Requirement: Return each line of the entries that mentions the word "found".

Data extract:
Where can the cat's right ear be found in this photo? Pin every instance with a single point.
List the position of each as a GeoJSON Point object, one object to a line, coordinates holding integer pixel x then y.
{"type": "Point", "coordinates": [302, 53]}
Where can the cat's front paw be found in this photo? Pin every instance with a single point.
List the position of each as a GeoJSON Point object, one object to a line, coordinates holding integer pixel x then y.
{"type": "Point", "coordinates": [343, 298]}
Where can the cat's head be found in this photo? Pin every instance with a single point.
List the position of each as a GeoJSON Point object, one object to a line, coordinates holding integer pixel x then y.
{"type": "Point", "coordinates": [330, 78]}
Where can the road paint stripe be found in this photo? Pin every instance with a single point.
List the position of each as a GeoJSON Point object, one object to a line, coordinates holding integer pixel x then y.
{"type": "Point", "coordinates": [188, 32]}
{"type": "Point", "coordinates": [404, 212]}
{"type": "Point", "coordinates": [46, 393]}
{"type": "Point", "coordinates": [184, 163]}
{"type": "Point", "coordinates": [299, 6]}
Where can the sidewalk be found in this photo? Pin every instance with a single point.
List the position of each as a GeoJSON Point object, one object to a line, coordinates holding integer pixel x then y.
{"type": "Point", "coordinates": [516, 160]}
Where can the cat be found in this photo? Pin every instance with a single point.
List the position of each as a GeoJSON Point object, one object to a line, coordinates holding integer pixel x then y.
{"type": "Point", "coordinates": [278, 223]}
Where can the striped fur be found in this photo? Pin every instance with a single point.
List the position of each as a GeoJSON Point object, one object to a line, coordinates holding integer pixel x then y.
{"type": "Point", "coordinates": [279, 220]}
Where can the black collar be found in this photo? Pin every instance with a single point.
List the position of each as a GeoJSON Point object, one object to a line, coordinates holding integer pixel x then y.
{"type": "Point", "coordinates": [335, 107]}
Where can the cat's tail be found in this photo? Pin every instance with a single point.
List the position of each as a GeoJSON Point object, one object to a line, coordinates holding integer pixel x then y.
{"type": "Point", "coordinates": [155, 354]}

Result for this exercise:
Where can the cat's right ear be found in this photo? Pin every instance with a single point.
Where can the cat's front paw be found in this photo? Pin every instance with a single point.
Where can the cat's head be found in this photo? Pin every instance with a single point.
Where can the road paint stripe be found in this photo? Pin every instance with a single point.
Where can the sidewalk be found in this photo? Pin every instance with a single point.
Where can the cat be found in this photo? Pin every instance with a single point.
Where can the striped fur be found in this photo? Pin every instance with a single point.
Where can the black collar be found in this photo? Pin every instance with a single point.
Where can the cat's tail be found in this photo? Pin every instance with a single point.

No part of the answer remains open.